## Reading text
╭──

Computationally Efficient Low Field MRI Denoising Via Foundation Model Adaptation
Abstract
Purpose
The clinical utility of low field MRI is limited by inherently low signal-to-noise ratio (SNR). Effective feature modeling plays a vital role in image denoising yet modeling long-range feature dependencies are computationally expensive. This study investigates adaptation of a pretrained foundation model for computationally efficient low field MRI denoising.
Methods
T1- and T2-weighted MRI acquired on a low field (0.3 T) scanner were investigated. High-SNR ground truth was obtained through signal averaging over repeated acquisitions. A pretrained transformer network from an image segmentation foundation model was used to extract global features from low field MRI images. An adaptor module was designed to process and fuse the transformer features with local features extracted by a lightweight convolutional neural network (CNN) before decoding into high-SNR outputs. The proposed model was first trained using 128 T1-weighted MRI volumes. Model finetuning with 32 T2-weighted MRI volumes was further performed to evaluate domain transfer learning performance. We compared the proposed model to both CNN- and transformer-based models, including Unet, NAFnet and RESTORMER. Denoising performance was evaluated by calculating PSNR and SSIM between model outputs and ground truth. Computational complexity was quantified using the number of trainable parameters, peak GPU memory usage and inference time.
Results
The proposed model outperformed both CNN- and transformer-based models significantly (p<0.0001), achieving PSNR/SSIM values of 36.95 dB/0.929 and 35.91 dB/0.913 for T1- and T2-weighted MRI denoising, respectively. The computational complexity of the proposed model was comparable to CNN-based models and lower than transformer-based models, with 64.6% less GPU memory usage and 36.5% shorter inference time.
Conclusion
Foundation models pretrained for other medical imaging tasks can be adapted for low field MRI denoising. The adapted model exploits both long-range and local feature dependencies, improving image denoising quality without increasing model complexity.

╰──

## Work to be completed
Condense the abstract's paragraph beginning "T1- and T2-weighted MRI acquired" into a bulleted list that keeps its main facts. The listing plays no part in this work.

## Data excerpts
╭──

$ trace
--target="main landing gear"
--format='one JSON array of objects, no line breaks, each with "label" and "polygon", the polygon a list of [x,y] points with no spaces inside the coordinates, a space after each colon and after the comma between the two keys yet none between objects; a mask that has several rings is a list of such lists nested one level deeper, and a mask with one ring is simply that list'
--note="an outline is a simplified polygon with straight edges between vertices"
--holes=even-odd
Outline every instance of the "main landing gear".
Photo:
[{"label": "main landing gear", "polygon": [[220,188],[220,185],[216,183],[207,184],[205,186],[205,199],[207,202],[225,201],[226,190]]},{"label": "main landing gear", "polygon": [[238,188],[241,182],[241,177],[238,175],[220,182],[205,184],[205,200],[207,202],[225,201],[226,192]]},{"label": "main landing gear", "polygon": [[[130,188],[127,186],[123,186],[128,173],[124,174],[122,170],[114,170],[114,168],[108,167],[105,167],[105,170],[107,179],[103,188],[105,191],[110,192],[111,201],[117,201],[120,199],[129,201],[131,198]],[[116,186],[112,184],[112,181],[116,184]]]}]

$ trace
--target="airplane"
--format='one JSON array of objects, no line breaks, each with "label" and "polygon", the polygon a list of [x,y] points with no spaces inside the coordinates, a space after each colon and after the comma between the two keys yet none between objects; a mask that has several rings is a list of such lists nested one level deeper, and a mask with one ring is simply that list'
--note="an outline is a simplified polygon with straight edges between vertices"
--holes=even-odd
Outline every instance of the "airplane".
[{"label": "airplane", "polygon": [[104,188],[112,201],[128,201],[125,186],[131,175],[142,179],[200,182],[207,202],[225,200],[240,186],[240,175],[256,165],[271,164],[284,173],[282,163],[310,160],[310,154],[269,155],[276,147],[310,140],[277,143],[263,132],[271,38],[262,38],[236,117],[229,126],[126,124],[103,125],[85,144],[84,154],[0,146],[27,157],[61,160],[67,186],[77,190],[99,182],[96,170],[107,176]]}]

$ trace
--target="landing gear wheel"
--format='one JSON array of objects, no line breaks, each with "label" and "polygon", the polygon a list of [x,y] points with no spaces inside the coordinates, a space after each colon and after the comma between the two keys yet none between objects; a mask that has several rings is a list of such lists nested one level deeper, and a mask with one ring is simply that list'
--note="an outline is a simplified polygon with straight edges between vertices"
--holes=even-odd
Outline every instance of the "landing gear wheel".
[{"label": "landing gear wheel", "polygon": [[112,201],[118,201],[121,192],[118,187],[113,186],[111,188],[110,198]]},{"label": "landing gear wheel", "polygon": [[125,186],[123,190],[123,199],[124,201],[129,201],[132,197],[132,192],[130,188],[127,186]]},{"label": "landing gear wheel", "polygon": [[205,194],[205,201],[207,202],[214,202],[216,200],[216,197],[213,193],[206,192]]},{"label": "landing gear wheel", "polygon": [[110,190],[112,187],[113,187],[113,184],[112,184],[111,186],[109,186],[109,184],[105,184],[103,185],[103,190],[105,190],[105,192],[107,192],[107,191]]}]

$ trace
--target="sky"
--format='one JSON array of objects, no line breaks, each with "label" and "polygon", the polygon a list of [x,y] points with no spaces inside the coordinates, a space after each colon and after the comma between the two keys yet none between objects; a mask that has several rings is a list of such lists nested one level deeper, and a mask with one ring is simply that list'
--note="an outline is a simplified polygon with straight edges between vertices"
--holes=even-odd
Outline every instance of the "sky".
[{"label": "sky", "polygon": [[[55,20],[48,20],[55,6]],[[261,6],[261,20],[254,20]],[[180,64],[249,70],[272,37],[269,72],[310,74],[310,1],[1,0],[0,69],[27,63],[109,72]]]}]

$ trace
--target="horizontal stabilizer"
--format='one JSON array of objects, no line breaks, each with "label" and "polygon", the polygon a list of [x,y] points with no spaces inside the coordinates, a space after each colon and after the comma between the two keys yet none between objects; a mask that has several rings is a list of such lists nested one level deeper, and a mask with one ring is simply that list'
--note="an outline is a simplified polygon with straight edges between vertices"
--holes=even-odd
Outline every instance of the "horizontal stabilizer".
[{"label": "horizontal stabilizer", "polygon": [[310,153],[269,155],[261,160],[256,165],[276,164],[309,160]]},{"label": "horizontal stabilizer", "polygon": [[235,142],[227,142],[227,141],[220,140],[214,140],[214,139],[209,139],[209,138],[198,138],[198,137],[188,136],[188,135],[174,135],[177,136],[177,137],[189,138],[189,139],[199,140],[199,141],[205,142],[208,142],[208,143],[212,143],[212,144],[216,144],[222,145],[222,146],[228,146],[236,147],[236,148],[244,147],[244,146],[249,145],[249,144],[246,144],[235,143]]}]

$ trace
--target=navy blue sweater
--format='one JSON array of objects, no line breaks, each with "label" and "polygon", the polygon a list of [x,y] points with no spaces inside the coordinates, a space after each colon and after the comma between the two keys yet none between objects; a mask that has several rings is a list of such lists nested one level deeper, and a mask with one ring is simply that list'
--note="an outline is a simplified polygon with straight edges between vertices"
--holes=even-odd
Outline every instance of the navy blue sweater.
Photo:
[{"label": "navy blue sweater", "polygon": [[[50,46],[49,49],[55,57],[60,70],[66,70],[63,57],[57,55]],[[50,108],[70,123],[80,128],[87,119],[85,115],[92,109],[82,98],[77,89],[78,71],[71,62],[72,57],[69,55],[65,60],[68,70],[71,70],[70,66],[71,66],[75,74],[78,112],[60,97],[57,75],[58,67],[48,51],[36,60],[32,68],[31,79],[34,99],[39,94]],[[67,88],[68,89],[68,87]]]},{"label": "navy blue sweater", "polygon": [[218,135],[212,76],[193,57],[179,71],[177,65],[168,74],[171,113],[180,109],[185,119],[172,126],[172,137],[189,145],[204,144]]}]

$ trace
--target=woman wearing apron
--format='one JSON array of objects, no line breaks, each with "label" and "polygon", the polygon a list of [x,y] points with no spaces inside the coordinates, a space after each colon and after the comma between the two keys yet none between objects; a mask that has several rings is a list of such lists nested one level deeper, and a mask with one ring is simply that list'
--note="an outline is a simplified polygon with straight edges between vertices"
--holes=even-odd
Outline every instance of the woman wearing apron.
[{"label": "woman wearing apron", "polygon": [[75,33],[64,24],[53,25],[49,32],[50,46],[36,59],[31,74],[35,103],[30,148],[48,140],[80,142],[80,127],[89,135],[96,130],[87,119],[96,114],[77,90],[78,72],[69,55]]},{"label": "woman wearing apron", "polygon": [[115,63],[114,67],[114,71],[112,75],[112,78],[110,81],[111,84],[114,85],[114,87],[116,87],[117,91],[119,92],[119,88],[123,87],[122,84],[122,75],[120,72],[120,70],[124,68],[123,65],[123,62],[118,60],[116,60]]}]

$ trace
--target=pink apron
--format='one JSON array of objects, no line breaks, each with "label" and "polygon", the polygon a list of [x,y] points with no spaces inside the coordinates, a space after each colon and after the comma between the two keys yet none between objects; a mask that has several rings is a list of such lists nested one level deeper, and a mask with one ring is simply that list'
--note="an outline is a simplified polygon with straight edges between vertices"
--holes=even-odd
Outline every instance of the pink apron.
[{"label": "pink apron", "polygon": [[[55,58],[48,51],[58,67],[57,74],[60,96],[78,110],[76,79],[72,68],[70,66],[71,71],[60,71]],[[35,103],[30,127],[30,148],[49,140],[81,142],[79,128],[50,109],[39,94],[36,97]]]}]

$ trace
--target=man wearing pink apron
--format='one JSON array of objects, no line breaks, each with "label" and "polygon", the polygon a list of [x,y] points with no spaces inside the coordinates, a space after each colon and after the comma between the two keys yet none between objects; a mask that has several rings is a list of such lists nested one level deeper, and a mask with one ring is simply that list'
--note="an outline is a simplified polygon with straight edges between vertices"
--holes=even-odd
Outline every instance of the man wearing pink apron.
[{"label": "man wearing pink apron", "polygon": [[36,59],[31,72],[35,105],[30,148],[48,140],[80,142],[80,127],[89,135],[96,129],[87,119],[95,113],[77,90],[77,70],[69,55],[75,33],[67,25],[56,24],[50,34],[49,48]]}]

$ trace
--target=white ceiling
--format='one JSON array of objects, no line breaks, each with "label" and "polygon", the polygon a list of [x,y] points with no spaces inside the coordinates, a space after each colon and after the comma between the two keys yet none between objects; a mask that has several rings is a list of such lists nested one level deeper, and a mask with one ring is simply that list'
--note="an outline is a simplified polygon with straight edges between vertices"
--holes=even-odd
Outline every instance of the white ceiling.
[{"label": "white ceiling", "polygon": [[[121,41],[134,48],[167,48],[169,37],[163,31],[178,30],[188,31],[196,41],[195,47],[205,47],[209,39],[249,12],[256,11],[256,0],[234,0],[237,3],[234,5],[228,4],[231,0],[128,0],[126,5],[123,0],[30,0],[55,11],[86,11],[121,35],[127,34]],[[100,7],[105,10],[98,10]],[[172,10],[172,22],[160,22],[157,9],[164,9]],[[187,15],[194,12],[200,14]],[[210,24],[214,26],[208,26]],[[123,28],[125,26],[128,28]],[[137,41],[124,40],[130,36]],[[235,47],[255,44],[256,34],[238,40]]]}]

╰──

## Result of this exercise
- Data: T1- and T2-weighted MRI from a low field (0.3 T) scanner; high-SNR ground truth from signal averaging over repeated acquisitions.
- Model: a pretrained transformer from an image segmentation foundation model extracts global features. An adaptor module fuses them with local features from a lightweight CNN, then decodes into high-SNR outputs.
- Training: 128 T1-weighted volumes, then finetuning on 32 T2-weighted volumes to test domain transfer learning.
- Comparison: CNN- and transformer-based models (Unet, NAFnet, RESTORMER).
- Evaluation: PSNR and SSIM against ground truth for denoising. Trainable parameters, peak GPU memory usage and inference time for computational complexity.